__Tarea asignada__.
Presenta como lista numerada las líneas de los registros siguientes, empezando en la que contiene "the sky and" y terminando en la que contiene "[[373, 29]]", ambas incluidas. Omite las líneas en blanco.

__Datos para procesar__.
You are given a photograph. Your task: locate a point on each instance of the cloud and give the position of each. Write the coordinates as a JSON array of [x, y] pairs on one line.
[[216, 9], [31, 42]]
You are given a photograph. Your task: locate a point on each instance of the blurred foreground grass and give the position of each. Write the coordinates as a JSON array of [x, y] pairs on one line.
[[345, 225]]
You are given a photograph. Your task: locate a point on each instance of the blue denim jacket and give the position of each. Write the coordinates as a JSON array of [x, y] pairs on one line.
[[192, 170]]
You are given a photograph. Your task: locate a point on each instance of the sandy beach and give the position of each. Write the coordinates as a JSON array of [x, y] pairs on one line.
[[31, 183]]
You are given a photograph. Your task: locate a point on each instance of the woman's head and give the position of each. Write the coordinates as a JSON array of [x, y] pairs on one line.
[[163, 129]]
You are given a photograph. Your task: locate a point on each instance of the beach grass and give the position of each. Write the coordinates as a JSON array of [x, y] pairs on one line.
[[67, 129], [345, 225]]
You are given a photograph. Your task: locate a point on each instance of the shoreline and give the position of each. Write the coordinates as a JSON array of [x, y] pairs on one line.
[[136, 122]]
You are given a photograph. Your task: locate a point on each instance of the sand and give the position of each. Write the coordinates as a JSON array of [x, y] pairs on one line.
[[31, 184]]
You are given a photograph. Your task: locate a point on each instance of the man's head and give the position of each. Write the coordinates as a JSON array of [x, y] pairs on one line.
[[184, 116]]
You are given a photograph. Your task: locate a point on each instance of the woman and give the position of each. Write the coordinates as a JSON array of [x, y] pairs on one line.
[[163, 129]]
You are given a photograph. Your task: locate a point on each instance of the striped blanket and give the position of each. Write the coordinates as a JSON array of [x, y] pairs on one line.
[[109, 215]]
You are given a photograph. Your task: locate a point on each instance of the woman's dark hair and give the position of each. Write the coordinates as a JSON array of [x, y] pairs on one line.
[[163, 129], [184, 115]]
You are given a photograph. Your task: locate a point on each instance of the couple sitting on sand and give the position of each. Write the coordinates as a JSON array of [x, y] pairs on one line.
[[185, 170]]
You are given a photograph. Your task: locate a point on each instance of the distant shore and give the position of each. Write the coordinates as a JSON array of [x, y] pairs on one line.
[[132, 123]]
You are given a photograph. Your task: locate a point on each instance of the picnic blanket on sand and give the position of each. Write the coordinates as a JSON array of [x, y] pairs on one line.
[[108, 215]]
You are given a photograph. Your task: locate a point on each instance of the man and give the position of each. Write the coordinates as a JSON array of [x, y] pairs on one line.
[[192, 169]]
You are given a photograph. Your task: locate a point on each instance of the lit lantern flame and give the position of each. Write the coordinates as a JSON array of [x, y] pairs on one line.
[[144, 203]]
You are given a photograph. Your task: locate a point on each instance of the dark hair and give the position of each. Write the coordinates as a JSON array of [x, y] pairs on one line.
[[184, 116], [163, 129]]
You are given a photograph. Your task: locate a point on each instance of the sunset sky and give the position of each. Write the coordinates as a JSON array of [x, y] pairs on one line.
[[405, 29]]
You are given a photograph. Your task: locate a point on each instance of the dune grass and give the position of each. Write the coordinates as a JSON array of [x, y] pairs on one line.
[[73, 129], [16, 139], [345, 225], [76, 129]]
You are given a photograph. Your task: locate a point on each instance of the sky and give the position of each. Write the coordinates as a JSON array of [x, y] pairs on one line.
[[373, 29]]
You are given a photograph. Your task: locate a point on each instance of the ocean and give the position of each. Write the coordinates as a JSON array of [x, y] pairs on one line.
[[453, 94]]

__Respuesta completa__.
1. You are given a photograph. Your task: locate a point on each instance of the sky and give the position of each. Write the coordinates as a JSON array of [x, y] pairs on one line.
2. [[373, 29]]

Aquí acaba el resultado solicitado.